Given passage ▸
/---

Subject: Re: Performance of various memcpy()'s
To: None <port-i386@netbsd.org>
From: None <wleeson@indigo.ie>
List: port-i386
Date: 10/16/2002 19:31:20
Hi,
	There was an excellent article on this kinda stuff at the GDC. It involved telling the CPU what to cache before it was used. They showed some really impressive performance gains. The article and presentation are available on the AMD web site.

Regards,
	Willy

On Wednesday, 16 October 2002 at 11:07:58 -0400, Thor Lancelot Simon wrote:
> On Wed, Oct 16, 2002 at 12:58:52PM +0100, David Laight wrote:
> > On Wed, Oct 16, 2002 at 04:18:30AM +0900, Bang Jun-Young wrote:
> > > Hi,
> > > 
> > > About 14 monthes ago, I had some discussion on memcpy performance on
> > > i386 platform here. Monthes later, I took a look into it again, and
> > > now am coming with (not-so-)new benchmark results (attached). The
> > > tests were performed on Athlon XP 1800 and DDR 256MB.

\---

Source data ▸
/---

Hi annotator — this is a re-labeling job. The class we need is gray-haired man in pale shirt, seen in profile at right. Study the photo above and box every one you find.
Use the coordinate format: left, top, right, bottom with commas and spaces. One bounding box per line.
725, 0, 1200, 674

\---

Work order ▸ Resume the mailing-list post on memcpy() performance, continuing after its last line.

Response to this task ▸
> > > 
> > > >>From the results, it's obvious that memcpy() using MMX insns is the
> > > best for in-cache sized data, typically 50-100% faster than plain old
> > > memcpy for data <= 32 KB.
> > 
> > I've done some experiments on my slot-A athlon 700.
> 
> I believe the cache controller on that Athlon is significantly different
> from that on the more recent respins of the design, FWIW.
> 
> There was a comp.arch thread on maximum attainable bandwidth on the P4
> and athlon several months ago that culminated in a series of SSE2 copy
> implementations that did something like 85% of theoretical; it was very
> impressive.  I'll try to dig up the code, I think I saved it here 
> somewhere.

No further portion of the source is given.